Text block:
━━━━━━
National Team Match:


Japan 2 - 3 Saudi

Date:
July 25, 2007

Location:
Vietnam

Japan 2

1 1H 1
1 2H 2

3 Saudi Arabia

Yuji Nakazawa (37')
Yuki Abe (53')
Scoring Yasser Al-Qahtani (35')
Malek (47')
Malek (57')

Cautions

Yoshikatsu Kawaguchi, Akira Kaji (Naotake Hanyu 75), Yuji Nakazawa, Yuki Abe, Yuichi Komano, Keita Suzuki, Kengo Nakamura (Kisho Yano 87'), Shunsuke Nakamura , Yasuhito Endo, Seiichiro Maki (Hisato Sato 68'), Naohiro Takahara
TBA


12 months on, and what has changed?

Japan still has a coach who selects players on the basis of personal loyalty and favoritism rather than footballing logic, actual performance and current form

Japan still has a coach who seems incapable of recognizing when he makes a mistake ,and doing something to correct it, rather than making the same mistakes over and over and over, like some neurotic rat running down the same blind alley of a maze over and over and over again.
━━━━━━
Extracted records:
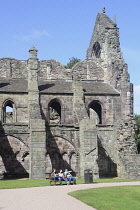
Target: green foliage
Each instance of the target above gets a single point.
(72, 62)
(110, 198)
(137, 132)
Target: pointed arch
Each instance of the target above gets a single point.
(95, 111)
(54, 108)
(96, 51)
(9, 111)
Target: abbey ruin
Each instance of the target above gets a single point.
(79, 118)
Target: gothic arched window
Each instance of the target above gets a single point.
(54, 112)
(96, 50)
(95, 112)
(9, 112)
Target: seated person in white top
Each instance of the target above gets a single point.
(69, 176)
(62, 177)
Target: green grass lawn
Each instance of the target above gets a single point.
(9, 184)
(110, 198)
━━━━━━
What to do:
[1] Using the Japan vs. Saudi Arabia match report, list every goal with its scorer and minute.
[2] Write out the passage of the Japan vs. Saudi Arabia match report between "Scoring Yasser Al-Qahtani" and "what has changed?", inclusive.
[3] Pick up the Japan vs. Saudi Arabia match report where it ends and keep the commentary going.

Per-task answers:
[1]
- Yuji Nakazawa (37')
- Yuki Abe (53')
- Yasser Al-Qahtani (35')
- Malek (47')
- Malek (57')

[2]
Scoring Yasser Al-Qahtani (35')
Malek (47')
Malek (57')

Cautions

Yoshikatsu Kawaguchi, Akira Kaji (Naotake Hanyu 75), Yuji Nakazawa, Yuki Abe, Yuichi Komano, Keita Suzuki, Kengo Nakamura (Kisho Yano 87'), Shunsuke Nakamura , Yasuhito Endo, Seiichiro Maki (Hisato Sato 68'), Naohiro Takahara
TBA


12 months on, and what has changed?

[3]
Japan still has players who seem incapable of shooting the ball when given the opportunity. Better to pass off to another teammate and let them take the blame for failure.

Japan still has the ability to outplay an opponent from start to finish of a match, from a technical standpoint, yet lose the result because the other team posesses the emotional commitment, determination and killer instinct that Japan fails to even comprehend, much less develop

In short, after 12 months of effort, Japan finds itself EXACTLY where it was at the end of World Cup 2006.

Perhaps these are simply problems that are ingrained in the character, and the team will never be able to overcome them regardless of who is the coach. If that is the case, then it really doesnt matter. Muddling along for another three years wont affect the final outcome in any way.

However, you can be sure that without a dramatically different approach, Japan is not going to go very far at the 2010 World Cup.

When a team loses a crucial international match due to shortcomings that one half-baked football writer off in the boondocks of Yamanashi was able to spot and describe in precise detail before the competition even started, it doesnt say much about the team's capacity for introspection and self-improvement. Osim has only had 10 months to work with this team, and it is a foregone conclusion that he is not going to be relieved of his job over one unfortunate result.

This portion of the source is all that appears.